Copy all the data exactly, except the pictures.

Entries from a dataset:
******************************

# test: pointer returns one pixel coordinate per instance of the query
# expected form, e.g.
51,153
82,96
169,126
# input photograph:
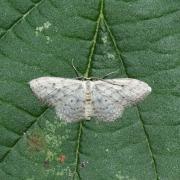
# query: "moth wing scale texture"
66,95
110,97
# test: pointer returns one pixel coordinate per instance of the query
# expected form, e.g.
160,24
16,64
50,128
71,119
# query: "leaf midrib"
87,73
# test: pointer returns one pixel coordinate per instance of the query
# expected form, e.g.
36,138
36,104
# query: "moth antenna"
110,74
78,74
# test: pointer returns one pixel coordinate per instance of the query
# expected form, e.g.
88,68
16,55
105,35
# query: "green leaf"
141,39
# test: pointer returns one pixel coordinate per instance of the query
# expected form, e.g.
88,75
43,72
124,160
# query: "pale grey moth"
76,100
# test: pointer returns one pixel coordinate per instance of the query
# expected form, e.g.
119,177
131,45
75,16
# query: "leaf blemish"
110,56
61,158
104,39
35,142
40,29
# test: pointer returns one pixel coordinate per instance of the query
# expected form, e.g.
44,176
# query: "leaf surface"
140,39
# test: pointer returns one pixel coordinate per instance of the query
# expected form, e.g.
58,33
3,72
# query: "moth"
75,100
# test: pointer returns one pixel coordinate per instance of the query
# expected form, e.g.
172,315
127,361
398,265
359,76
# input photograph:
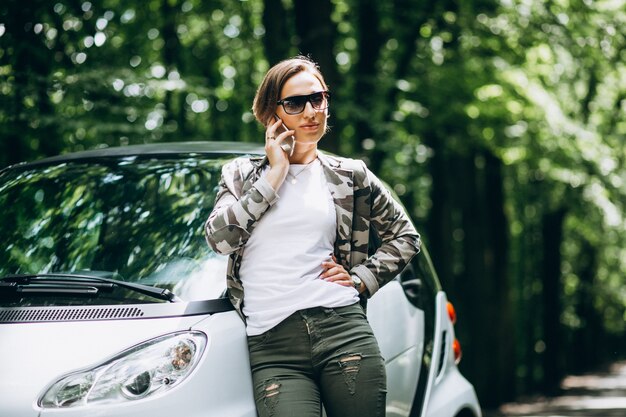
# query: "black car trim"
17,315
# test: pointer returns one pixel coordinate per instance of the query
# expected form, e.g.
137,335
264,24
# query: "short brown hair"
268,93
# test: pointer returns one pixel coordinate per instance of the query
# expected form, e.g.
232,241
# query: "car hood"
33,355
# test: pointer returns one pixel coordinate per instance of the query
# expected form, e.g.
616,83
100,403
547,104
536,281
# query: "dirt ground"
591,395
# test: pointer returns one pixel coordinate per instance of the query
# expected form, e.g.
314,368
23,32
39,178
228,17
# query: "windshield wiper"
77,284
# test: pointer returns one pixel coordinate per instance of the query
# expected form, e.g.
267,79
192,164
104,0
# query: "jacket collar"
341,186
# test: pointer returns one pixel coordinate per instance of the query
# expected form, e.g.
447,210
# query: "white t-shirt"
282,260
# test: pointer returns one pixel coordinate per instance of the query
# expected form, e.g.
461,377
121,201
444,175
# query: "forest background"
500,124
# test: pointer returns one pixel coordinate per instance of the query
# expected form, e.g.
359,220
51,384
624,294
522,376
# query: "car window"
139,220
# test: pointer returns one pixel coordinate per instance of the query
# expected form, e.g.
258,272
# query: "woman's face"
310,125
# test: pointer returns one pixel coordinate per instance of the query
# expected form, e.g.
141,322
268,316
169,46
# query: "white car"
112,303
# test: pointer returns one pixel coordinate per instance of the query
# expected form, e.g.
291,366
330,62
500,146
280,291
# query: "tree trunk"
316,37
276,40
552,234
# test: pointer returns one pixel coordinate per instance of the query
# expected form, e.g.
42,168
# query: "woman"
297,226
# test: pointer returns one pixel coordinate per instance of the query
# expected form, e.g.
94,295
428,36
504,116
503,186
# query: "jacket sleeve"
234,216
399,239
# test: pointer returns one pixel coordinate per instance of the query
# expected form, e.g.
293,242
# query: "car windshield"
133,219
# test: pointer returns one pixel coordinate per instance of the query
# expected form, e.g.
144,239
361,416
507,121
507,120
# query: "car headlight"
154,366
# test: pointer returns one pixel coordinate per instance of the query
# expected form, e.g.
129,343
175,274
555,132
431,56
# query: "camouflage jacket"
361,202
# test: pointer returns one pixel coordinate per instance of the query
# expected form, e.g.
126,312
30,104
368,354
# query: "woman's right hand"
278,158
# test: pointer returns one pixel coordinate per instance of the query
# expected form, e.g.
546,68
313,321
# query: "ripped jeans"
319,356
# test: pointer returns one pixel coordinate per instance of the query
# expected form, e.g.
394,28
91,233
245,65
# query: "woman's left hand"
334,272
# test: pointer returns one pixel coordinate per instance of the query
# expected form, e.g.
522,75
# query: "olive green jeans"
319,356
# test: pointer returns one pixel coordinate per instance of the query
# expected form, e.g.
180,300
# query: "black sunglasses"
296,104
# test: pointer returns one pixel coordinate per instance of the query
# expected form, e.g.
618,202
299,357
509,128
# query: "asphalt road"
591,395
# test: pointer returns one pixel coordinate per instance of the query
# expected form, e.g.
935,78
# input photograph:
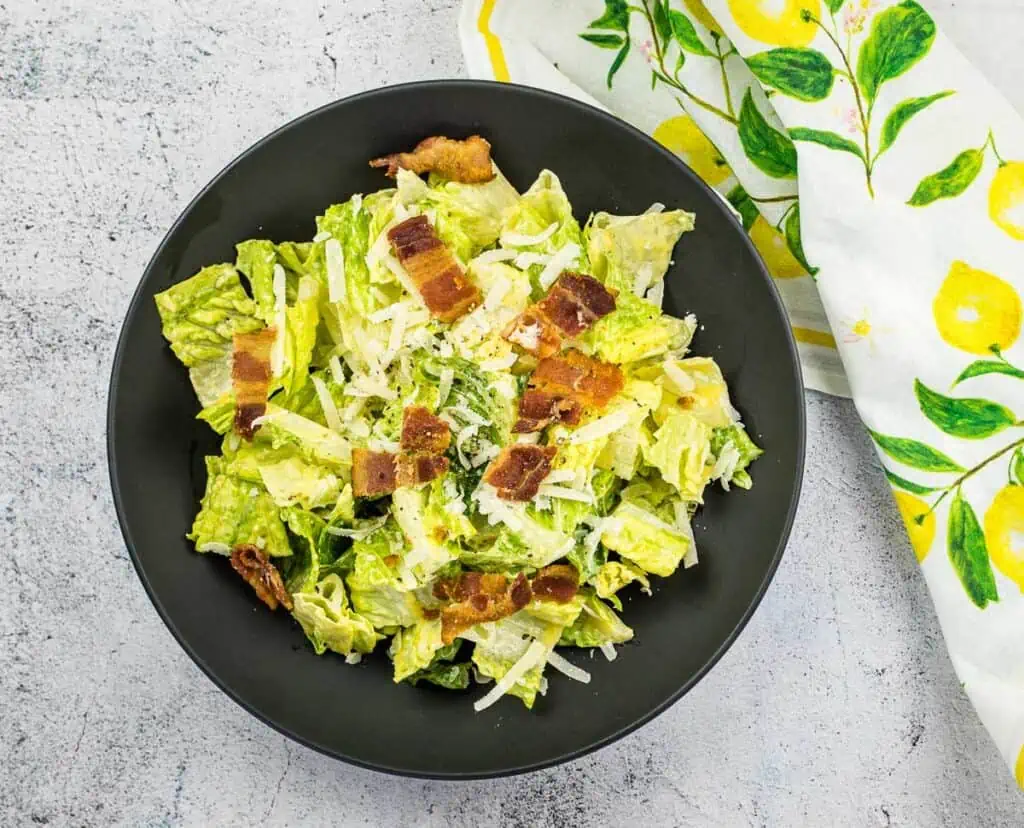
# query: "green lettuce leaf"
636,330
597,624
235,511
330,623
681,451
632,253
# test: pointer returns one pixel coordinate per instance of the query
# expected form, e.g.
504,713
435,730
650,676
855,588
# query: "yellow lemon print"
1006,199
923,533
1005,533
975,310
777,22
683,136
702,15
770,244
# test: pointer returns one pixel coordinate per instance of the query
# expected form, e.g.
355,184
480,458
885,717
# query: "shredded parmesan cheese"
602,427
327,403
335,270
559,262
535,654
513,240
566,667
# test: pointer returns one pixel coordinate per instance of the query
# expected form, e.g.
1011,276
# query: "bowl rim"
113,391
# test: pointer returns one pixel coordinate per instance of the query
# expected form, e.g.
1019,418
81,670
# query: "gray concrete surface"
837,706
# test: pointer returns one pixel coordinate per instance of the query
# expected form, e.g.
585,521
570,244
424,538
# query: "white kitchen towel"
882,178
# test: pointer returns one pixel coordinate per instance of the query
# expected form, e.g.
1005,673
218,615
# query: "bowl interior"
260,658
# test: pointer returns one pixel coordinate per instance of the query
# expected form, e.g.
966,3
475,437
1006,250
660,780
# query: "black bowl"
260,658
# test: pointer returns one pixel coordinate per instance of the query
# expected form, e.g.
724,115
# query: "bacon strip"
561,387
416,469
572,305
259,573
468,161
539,409
251,378
517,472
373,473
589,382
421,431
376,473
478,597
445,291
558,582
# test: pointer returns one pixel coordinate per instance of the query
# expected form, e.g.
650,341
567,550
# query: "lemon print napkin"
882,178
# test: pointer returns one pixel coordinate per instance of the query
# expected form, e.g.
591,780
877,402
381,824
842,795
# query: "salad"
457,425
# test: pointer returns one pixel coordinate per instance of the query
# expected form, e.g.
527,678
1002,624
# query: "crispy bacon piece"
377,473
467,161
534,333
572,305
517,472
539,409
590,382
576,302
421,431
445,291
558,582
416,469
259,573
251,378
477,598
373,473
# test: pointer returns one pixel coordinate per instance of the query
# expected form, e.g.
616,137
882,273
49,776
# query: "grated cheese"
336,371
335,256
559,262
513,240
535,654
602,427
327,403
566,667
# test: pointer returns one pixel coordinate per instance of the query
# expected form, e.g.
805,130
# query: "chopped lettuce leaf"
636,330
202,314
745,452
632,253
681,451
235,511
413,648
597,624
329,622
640,535
614,575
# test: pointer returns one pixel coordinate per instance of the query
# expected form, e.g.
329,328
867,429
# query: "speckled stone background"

******************************

The result:
# test: pointer returns one pixel coordinate per instance of the query
# expected form, e.g.
51,153
82,96
169,126
# input photograph:
# query: "moth wing scale texture"
66,95
110,97
# test: pointer returns one pixel coordinate per instance of the query
# expected form, e.g.
160,24
16,64
50,128
71,119
# query: "leaf midrib"
87,73
# test: pointer returns one pixel coordinate per instance of the query
# expected form, e.g.
36,138
36,104
# query: "moth antenna"
110,74
78,74
# test: pointer returns one pixel coordinate per instance of the query
# expected form, e.g.
88,68
16,55
105,35
# query: "green leaf"
141,39
# test: pointer returns one pixel coordinate per instance of the query
# expected form, e.g.
88,75
43,72
124,160
# query: "pale grey moth"
76,100
# test: pointer returns one pixel coordinate per instance of the query
# expected form, e.g.
119,177
131,45
75,16
# query: "leaf blemish"
110,56
61,158
104,39
35,142
40,29
# test: pointer returns one pixel coordinate per instance of the query
# expected form, e.g.
44,176
# query: "leaf surface"
140,39
# test: pointer returns one pixel coordinate per instance of the query
# expected form, e.g.
58,33
3,72
# query: "moth"
75,100
# test: pointer returns one pixel coordinate per instance of the query
# expected form, e.g.
172,315
127,361
398,265
359,76
# input photograph:
# query: "black car trim"
17,315
# test: pointer returns one pixel coordinate per instance of the query
# expected form, e.g.
137,335
264,24
# query: "short brown hair"
268,93
# test: pointer returns one pixel coordinate per instance of the query
# expected form, e.g.
232,241
# query: "car hood"
33,355
# test: pointer returns one pixel coordinate per instance of the query
# expected form, e.g.
616,83
100,403
547,104
536,281
# query: "dirt ground"
591,395
# test: pointer returns one pixel coordinate per instance of the query
# expected form, e.g.
314,368
23,32
39,178
228,17
# query: "windshield wiper"
77,284
# test: pointer returns one pixel coordinate per instance of the query
# expected form, e.g.
267,79
192,164
104,0
# query: "jacket collar"
341,186
# test: pointer returns one pixel coordinate per instance of the query
# expected form, e.g.
447,210
# query: "white t-shirt"
282,260
# test: pointer returns one pixel coordinate per instance of the query
# expected form, e.g.
461,377
121,201
444,175
# query: "forest background"
500,124
# test: pointer returns one pixel coordinate per instance of the query
# expected form, e.g.
359,220
51,384
624,294
522,376
# query: "car window"
139,220
# test: pointer returns one pixel coordinate per instance of the query
# expected form, e.g.
258,272
# query: "woman's face"
310,125
# test: pointer returns one pixel coordinate per instance of the query
# expected form, e.g.
141,322
268,316
169,46
# query: "white car"
112,303
# test: pointer returns one pixel coordinate per instance of the query
# expected form, e.g.
291,366
330,62
500,146
280,291
# query: "tree trunk"
316,37
276,40
552,234
# test: pointer returns one pixel coordinate per instance of the query
# expected form, e.g.
42,168
# query: "woman"
297,226
# test: pointer returns one pixel coordinate per instance of the query
# expected form, e.g.
94,295
428,36
504,116
503,186
# query: "jacket sleeve"
234,216
399,239
# test: pointer returns one pixel coordinate per instance of the query
# expected form, e.g.
293,242
# query: "car windshield"
133,219
# test: pointer returns one pixel coordinate per instance of the query
# expected form, e.g.
144,239
361,416
507,121
507,120
# query: "car headlight"
154,366
# test: pointer returns one pixel coordinate per instance of the query
# expected form, e.g.
129,343
175,274
555,132
431,56
# query: "camouflage jacket"
361,202
# test: pointer returns one pixel coordinate per instance of the query
# expected form, e.g.
126,312
30,104
368,354
# query: "woman's right hand"
278,158
# test: pointer returns one pixel coordinate per instance of the query
# expected form, e.g.
546,68
313,321
# query: "ripped jeans"
319,356
# test: pointer returns one pixel coordinate per instance of the query
# expected form, e.g.
394,28
91,233
245,65
# query: "woman's left hand"
334,272
# test: pointer returns one pixel coordinate per instance of the query
# expected form, e.g.
522,75
# query: "olive green jeans"
319,356
# test: pointer returns one pixel coordinate per instance of the query
# expected form, e.g.
180,300
# query: "black sunglasses"
296,104
# test: pointer returns one pixel coordinate per instance of the query
# expected form, e.g.
618,202
299,357
509,128
# query: "asphalt road"
591,395
# test: pointer returns one pixel coordinate per instance of the query
# expected form, e.g.
935,78
# input photograph:
# query: "green lettuce leaf"
636,330
597,624
235,511
330,623
681,451
632,253
# test: pointer returns one pixel coordinate per instance of the query
# expected form, e.g.
504,713
435,730
650,676
855,588
# query: "yellow lemon print"
1006,199
923,533
1005,533
975,310
777,22
683,136
702,15
770,244
# test: pointer returns one pixel coordinate per instance of the query
# expected form, e.g.
355,184
480,458
885,717
# query: "shredded parmesan cheese"
602,427
327,403
335,270
559,262
535,654
513,240
566,667
# test: pointer returns one pixel coordinate per instance of the query
# expected form, e.g.
1011,276
# query: "bowl rim"
113,391
# test: pointer returns one pixel coordinate per instance of the query
# expected form, e.g.
1019,418
81,670
# query: "gray concrete surface"
837,706
# test: pointer returns one pixel coordinate per instance of the query
# expected form, e.g.
585,521
570,244
424,538
# query: "white kitchen towel"
882,178
# test: pointer returns one pixel coordinate per instance of the query
# expected form, e.g.
1005,673
218,615
# query: "bowl interior"
260,658
# test: pointer returns one pixel coordinate per instance of the query
# expected form, e.g.
966,3
475,437
1006,250
660,780
# query: "black bowl"
260,658
# test: pointer returns one pixel coordinate per instance of the query
# expected form, e.g.
724,115
# query: "bacon strip"
561,387
416,469
572,305
259,573
468,161
539,409
251,378
517,472
373,473
589,382
421,431
376,473
478,597
445,291
558,582
# test: pointer returns one pixel coordinate per instance of the query
# expected form, e.g.
650,341
567,550
# query: "lemon print napkin"
882,178
# test: pointer returns one pixel coordinate per instance of the query
# expected form, e.g.
591,780
877,402
381,824
842,795
# query: "salad"
457,425
# test: pointer returns one pixel coordinate per instance of the query
# expected form, e.g.
527,678
1002,624
# query: "crispy bacon piece"
377,473
467,161
534,333
572,305
517,472
539,409
590,382
576,302
421,431
445,291
558,582
416,469
259,573
251,378
477,598
373,473
# test: pointer returns one pixel coordinate per instance of the query
# expected form, e.g.
616,137
882,273
49,776
# query: "grated cheese"
336,371
335,256
559,262
513,240
535,654
602,427
327,403
566,667
# test: pointer returns one pixel coordinate per instance of the query
# expected form, e.g.
805,130
# query: "chopped lettuce leaf"
636,330
202,314
745,452
632,253
681,451
235,511
413,648
597,624
329,622
640,535
614,575
# test: pointer returns one pixel coordinate per instance of the query
# expected form, e.g.
329,328
867,429
# query: "speckled stone background"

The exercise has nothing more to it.